**PASSAGE SHOWN:**

:::

It is common knowledge in certain circles that George Romero's early zombie movies were financed by the US government. The DIA and NSA having found compelling evidence that the Soviets had perfected a weaponized rabies virus, the government decided that moving zombies into the mainstream might help survivors of a bio-war overcome the emotional challenge of killing a friend or relative who had become a murderous, bloodthirsty and highly contagious monster.
The situation is worse than we feared. The weaponized rabies has been released into the population of the United States. We don't know who released the virus: terrorists working with Soviet cold-war scientists? The Yucatan Socialist Worker's Party (YAZIs)? Some lost cell of the long-defunct KGB?
We only know that the virus is here and it is subtle and more dangerous than our initial intelligence estimates.
The first generation of weaponized rabies works slowly. It can take as long as five years to build up in the system and create "zombies". As it does, the virus slowly eats away at parts of the brain that control independent thinking and compassion. When, and it is when, gentleman, not if, the first of the infected turn, it will be hell on earth. Their bites will turn others almost instantly. And they will be fast-mover zombies, not the shamblers we hoped and prayed for.
What follows is a list of signs and symptoms that indicate the virus is building up:
- The subject is a shitty driver. It may be a loss in reflexes from the virus eating at the nerves or rudeness and aggression or both.
- The subject sometimes just stops his or her cart in the middle of big box stores and just stares around with a blank expression.
- The subject demands to do whatever he or she wants while simultaneously declaring membership in a special group. A sign of the essentially sociopathic lack of compassion of a zombie combined with mindless herd instincts.
- Constant texting and social media. Appeals to the zombies attraction to shiny objects and the herd instinct.
- Ignoring children, especially leaving them to be raised by television.
- Constant complaining. As their brains are eaten away, the proto-zombie experiences mysterious pain and becomes stupider, which gives them a lot to complain about.
- Inability to solve problems for themselves. A side effect of stupidity, but with low cunning, the proto-zombie often combines this defect with #6 and demands that others-- friends, family or the government-- solve the proto-zombie's problems.
- Working to make a world safer for zombies and other monsters. Probably not a conscious decision, but working to disarm future meals is the proto-zombie's way of ensuring the safety of the zombie it will be.
- Doing nothing in large groups of similar people. Whether common loitering or the feeding frenzy at the free samples in the big box stores, watch for the zombie tendency to hang out in groups and just mill around.
- Loud and rude in public. The higher brain functions, such as those controlling civility, are among the first to go.
If you see a person exhibiting seven or more of these ten symptoms, they are on the verge of total metamorphosis. Do the right thing.

:::

**DATA EXCERPTS:**
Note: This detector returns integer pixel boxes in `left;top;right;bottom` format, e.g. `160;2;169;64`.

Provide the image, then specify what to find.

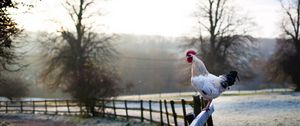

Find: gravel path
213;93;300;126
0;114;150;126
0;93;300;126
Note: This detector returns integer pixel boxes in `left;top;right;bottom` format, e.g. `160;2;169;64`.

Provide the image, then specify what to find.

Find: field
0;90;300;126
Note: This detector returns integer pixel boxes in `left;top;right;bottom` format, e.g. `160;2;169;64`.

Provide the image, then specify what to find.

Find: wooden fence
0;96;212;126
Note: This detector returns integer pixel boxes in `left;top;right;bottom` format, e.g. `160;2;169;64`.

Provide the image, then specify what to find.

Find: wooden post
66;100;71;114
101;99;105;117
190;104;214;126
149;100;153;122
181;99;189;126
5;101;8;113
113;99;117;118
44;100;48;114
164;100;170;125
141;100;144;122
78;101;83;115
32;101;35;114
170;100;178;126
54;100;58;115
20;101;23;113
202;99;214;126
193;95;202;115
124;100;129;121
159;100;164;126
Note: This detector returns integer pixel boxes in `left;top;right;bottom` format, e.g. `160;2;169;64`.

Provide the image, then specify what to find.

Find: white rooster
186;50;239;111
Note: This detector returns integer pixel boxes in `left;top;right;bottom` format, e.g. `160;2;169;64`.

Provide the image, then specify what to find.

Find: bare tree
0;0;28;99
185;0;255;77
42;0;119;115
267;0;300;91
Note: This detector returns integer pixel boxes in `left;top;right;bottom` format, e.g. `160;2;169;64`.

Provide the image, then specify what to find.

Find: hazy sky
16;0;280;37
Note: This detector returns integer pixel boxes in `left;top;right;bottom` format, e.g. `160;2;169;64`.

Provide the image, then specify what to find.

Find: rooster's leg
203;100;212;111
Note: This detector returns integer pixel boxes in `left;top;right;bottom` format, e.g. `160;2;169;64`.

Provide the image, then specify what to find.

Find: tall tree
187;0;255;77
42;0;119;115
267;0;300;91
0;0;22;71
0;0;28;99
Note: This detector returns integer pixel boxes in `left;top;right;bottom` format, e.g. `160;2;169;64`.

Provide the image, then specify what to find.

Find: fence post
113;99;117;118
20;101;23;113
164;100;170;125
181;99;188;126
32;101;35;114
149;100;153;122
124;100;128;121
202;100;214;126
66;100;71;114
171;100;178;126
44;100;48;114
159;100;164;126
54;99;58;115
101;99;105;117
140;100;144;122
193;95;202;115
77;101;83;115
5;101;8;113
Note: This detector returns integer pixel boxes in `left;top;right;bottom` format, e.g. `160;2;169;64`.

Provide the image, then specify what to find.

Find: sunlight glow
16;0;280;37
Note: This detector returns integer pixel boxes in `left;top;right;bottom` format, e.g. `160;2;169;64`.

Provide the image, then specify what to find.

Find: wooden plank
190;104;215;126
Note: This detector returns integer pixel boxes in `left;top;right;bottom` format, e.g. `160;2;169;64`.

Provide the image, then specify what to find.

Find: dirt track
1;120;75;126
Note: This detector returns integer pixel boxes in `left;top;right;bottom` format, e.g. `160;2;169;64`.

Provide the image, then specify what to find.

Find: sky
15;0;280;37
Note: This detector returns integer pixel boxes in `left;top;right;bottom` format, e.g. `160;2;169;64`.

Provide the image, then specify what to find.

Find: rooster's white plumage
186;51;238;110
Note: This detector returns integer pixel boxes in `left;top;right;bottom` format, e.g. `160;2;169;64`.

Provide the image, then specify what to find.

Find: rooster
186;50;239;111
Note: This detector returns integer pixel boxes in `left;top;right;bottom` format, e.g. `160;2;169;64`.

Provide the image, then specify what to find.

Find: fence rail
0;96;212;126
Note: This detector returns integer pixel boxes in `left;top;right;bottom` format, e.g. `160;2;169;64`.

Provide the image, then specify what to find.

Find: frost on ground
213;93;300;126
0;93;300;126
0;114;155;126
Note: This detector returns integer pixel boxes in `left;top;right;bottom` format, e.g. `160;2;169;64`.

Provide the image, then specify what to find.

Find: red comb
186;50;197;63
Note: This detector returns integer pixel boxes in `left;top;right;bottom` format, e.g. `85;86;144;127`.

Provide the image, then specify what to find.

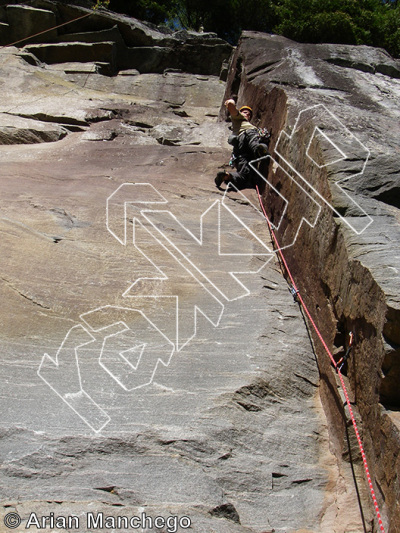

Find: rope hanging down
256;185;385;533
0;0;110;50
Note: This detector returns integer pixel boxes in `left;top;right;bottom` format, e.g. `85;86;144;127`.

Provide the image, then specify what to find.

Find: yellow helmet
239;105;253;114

:::

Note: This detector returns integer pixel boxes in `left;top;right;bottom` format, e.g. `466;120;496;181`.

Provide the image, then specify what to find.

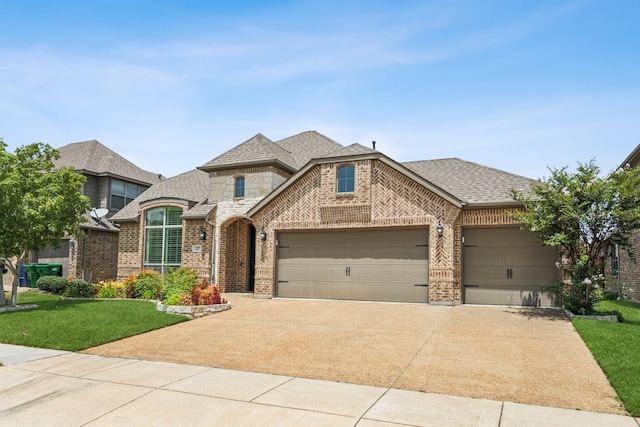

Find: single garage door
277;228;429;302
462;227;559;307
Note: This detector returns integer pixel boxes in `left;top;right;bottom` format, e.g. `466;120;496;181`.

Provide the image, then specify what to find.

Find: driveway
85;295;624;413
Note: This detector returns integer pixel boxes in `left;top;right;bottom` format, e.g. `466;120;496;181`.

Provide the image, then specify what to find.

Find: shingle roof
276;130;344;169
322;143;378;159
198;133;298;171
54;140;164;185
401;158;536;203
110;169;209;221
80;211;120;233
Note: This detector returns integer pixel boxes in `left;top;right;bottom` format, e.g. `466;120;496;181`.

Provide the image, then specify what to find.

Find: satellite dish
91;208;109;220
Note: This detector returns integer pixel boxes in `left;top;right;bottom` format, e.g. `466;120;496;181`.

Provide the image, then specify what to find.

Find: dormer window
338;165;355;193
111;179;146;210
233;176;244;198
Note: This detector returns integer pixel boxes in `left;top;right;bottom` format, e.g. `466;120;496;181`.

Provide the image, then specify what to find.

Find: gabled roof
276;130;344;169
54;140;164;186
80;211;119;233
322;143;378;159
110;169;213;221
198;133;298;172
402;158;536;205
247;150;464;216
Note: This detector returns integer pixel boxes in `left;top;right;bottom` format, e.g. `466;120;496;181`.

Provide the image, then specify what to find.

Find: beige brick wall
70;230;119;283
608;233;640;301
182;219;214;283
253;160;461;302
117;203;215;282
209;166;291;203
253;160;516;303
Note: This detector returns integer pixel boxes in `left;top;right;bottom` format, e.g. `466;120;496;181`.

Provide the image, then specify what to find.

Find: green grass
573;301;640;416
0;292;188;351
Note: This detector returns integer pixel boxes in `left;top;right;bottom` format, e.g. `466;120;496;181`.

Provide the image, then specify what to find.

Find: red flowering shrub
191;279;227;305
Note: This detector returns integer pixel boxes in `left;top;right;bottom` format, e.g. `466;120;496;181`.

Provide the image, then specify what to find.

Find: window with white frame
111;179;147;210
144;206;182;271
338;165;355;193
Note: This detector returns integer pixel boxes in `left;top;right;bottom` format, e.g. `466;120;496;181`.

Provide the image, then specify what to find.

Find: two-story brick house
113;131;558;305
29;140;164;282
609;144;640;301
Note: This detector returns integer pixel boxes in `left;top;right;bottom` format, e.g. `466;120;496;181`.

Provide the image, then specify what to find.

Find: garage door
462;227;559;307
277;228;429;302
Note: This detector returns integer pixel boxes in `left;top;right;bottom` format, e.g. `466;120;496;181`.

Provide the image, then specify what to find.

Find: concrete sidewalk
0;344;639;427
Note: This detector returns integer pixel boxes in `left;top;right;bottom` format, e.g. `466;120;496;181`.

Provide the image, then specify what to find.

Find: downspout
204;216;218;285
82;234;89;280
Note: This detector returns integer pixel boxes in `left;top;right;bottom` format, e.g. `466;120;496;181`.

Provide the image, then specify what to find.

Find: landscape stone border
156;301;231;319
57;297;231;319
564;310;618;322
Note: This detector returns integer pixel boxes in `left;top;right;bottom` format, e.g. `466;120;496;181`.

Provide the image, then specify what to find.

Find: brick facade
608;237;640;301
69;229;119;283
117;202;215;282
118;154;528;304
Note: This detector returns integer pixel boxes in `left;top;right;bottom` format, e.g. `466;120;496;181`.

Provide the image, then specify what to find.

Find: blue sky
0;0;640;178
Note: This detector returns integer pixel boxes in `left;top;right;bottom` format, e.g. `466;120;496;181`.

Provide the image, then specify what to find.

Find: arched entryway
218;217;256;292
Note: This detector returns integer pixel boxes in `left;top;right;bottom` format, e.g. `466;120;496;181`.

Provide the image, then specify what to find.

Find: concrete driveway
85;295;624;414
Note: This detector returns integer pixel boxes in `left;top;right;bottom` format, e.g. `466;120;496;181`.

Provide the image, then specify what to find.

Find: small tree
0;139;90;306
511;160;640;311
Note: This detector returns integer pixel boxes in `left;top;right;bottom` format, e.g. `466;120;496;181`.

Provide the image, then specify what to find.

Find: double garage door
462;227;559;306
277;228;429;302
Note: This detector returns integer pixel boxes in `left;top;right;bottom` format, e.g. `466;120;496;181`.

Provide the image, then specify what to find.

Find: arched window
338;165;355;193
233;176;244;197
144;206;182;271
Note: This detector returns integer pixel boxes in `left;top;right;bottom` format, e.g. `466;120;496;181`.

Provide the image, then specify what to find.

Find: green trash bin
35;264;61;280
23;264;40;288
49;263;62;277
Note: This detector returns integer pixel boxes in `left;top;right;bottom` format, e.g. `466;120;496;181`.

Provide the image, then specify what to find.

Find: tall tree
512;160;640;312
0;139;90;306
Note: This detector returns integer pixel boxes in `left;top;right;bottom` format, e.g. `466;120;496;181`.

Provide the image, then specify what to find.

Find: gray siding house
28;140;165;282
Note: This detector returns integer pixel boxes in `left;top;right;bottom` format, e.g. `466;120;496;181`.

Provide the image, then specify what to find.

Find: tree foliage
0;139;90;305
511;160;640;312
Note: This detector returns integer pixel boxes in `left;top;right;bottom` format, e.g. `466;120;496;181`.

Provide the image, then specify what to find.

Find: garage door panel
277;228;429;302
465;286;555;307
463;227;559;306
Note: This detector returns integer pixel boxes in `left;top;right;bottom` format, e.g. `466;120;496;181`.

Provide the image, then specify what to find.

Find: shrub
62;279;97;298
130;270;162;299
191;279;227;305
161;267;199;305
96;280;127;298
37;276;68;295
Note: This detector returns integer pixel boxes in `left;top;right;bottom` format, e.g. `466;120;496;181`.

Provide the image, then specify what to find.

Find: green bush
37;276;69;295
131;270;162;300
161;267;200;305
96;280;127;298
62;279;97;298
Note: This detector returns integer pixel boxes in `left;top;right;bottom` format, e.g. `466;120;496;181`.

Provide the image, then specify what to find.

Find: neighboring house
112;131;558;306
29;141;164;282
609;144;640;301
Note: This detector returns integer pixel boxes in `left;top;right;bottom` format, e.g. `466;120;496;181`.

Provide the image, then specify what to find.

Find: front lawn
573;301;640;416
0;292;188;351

:::

**EXERCISE PROMPT:** For each statement, answer yes or no on whether the text on weaponized rabies agrees with it, and quote the deciding words from the text. (a) The first generation of the virus can take up to five years to create zombies. (b) The infected are expected to become slow shamblers. (c) It is known who released the virus. The material has no connection to the text on weaponized rabies.

**THE COMPLETED TASK:**
(a) Yes: "It can take as long as five years to build up in the system and create "zombies"."
(b) No: "And they will be fast-mover zombies, not the shamblers we hoped and prayed for."
(c) No: "We don't know who released the virus"